Request ▸ Name every person other than Eliza Alberty who appears by name in the article about her life.

Article ▸

Eliza Missouri Bushyhead Alberty (January 3, 1839 – November 5, 1919) was a Cherokee businesswoman, school administrator and educator.

Early life and education
Eliza was born to the Rev. Jesse Bushyhead (also called U-na-du-ti) a Cherokee and Baptist minister, and Eliza Wilkinson, in 1839, in Missouri, while her father led a group of Cherokee to Indian Territory during the Trail of Tears. Upon arrival in the new territory, her father established a Baptist mission near what is now Westville, Arkansas. Alberty attended the mission until 1854, when she enrolled in the Cherokee Female Seminary at Park Hill, Cherokee Nation. She graduated in the second class from the Seminary in 1856.

Career and personal life
Shortly after her graduation, Alberty took a position teaching at the Post Oak Grove and Vann's Valley schools, both Cherokee Nation public schools, until 1859. She had married David Rowe Vann, one year earlier in 1858. Three years after Vann's death in 1870, she married Bluford West Alberty. From there she was appointed steward, along with her husband at the time, of the Cherokee Insane Asylum, known colloquially as "Belleview". In 1885, the Alberty's purchased a hotel in Tahlequah and named it "National Hotel." After her husband's death in 1889, Alberty managed the hotel and made it the most successful in Indian Territory. She was very active in the Baptist church and was commonly called "Aunt Eliza" in the community and by the those attending the seminary because of their affection for her.

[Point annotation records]
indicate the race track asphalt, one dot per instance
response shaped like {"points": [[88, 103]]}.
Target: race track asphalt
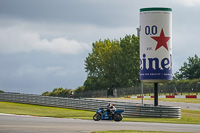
{"points": [[31, 124]]}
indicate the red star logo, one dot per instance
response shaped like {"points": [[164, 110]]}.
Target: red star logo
{"points": [[161, 40]]}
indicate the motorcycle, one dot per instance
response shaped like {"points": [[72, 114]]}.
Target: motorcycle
{"points": [[104, 114]]}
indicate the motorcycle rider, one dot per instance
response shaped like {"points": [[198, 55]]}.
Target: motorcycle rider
{"points": [[110, 109]]}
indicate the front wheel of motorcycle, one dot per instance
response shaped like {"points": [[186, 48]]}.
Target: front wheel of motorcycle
{"points": [[97, 117], [118, 117]]}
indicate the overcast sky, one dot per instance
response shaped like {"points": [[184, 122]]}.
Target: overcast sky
{"points": [[43, 43]]}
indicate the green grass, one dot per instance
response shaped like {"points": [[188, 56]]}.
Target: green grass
{"points": [[36, 110], [133, 131], [188, 116]]}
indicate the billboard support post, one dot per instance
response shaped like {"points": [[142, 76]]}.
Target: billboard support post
{"points": [[155, 94]]}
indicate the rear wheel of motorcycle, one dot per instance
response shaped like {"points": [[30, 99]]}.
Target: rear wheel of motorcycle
{"points": [[118, 117], [97, 117]]}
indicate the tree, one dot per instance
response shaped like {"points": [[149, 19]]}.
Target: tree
{"points": [[190, 70], [113, 64]]}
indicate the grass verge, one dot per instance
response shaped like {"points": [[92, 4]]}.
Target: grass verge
{"points": [[188, 116], [36, 110]]}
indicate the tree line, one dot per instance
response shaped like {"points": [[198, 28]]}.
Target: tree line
{"points": [[115, 64]]}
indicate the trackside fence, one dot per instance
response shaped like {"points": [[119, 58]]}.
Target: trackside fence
{"points": [[130, 109]]}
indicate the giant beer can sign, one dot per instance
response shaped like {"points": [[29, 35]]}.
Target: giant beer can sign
{"points": [[155, 45]]}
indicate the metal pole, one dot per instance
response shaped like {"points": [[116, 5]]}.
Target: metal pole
{"points": [[142, 92], [155, 94]]}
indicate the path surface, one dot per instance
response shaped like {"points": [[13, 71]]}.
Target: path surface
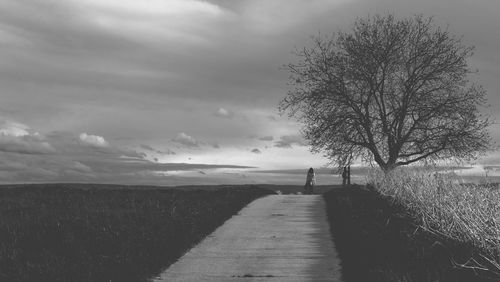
{"points": [[275, 238]]}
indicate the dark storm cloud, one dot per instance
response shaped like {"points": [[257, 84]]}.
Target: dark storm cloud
{"points": [[288, 140], [186, 140], [87, 73], [64, 156], [256, 151], [266, 138]]}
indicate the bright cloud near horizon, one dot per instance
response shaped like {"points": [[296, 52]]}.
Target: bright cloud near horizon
{"points": [[130, 91]]}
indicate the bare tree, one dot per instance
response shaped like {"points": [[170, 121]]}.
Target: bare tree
{"points": [[393, 91]]}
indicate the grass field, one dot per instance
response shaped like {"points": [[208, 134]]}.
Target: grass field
{"points": [[468, 213], [106, 233], [380, 239]]}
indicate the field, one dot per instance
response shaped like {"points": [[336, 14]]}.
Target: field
{"points": [[381, 240], [106, 233]]}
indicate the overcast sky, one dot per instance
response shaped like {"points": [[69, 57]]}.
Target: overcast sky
{"points": [[123, 90]]}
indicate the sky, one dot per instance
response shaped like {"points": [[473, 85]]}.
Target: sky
{"points": [[180, 91]]}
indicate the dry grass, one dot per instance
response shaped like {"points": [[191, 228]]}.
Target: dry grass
{"points": [[465, 213]]}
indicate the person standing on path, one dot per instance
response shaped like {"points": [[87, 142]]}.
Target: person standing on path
{"points": [[310, 181]]}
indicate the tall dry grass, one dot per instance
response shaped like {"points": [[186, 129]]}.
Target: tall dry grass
{"points": [[468, 213]]}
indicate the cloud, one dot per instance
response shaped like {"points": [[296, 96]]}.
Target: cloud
{"points": [[256, 151], [266, 138], [19, 138], [288, 140], [93, 140], [161, 152], [223, 113], [186, 140]]}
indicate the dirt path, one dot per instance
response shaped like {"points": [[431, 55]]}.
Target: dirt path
{"points": [[275, 238]]}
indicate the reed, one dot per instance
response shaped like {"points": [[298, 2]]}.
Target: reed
{"points": [[465, 213]]}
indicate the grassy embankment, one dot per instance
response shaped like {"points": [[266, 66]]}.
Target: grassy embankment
{"points": [[106, 233], [417, 227]]}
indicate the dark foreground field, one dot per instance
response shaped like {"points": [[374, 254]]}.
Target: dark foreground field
{"points": [[106, 233], [378, 240]]}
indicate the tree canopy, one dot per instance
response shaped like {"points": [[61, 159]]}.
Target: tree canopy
{"points": [[393, 91]]}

Written answer ▸
- Rev. Jesse Bushyhead (also called U-na-du-ti), her father
- Eliza Wilkinson, her mother
- David Rowe Vann, her first husband
- Bluford West Alberty, her second husband